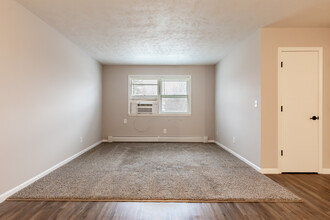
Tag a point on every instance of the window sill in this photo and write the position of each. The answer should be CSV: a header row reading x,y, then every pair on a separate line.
x,y
160,115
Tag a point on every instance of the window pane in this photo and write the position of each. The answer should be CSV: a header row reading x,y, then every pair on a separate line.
x,y
145,81
175,105
171,87
144,90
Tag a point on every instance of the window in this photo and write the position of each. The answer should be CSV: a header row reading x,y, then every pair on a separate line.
x,y
159,95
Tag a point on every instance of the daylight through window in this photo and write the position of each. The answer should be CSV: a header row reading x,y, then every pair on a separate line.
x,y
159,95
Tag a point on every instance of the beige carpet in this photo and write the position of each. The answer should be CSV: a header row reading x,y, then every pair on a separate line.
x,y
182,172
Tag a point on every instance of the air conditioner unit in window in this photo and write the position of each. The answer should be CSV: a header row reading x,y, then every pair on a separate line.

* **PROBLEM DESCRIPTION**
Exactly the lines from the line holding "Tag a point on every instance of the beige" through the close of the listing above make up the answer; include nothing else.

* **YOUR SOLUTION**
Tag a point on every instance of the beige carpet in this photo and write the position of each. The answer should be CSV: a header row reading x,y, then every pair on a separate line.
x,y
182,172
Tag a point on every instance of the air conditioner unit in window in this photo and write the position of each. The answer should be CSV: a header row reading x,y, then every pair on a separate line.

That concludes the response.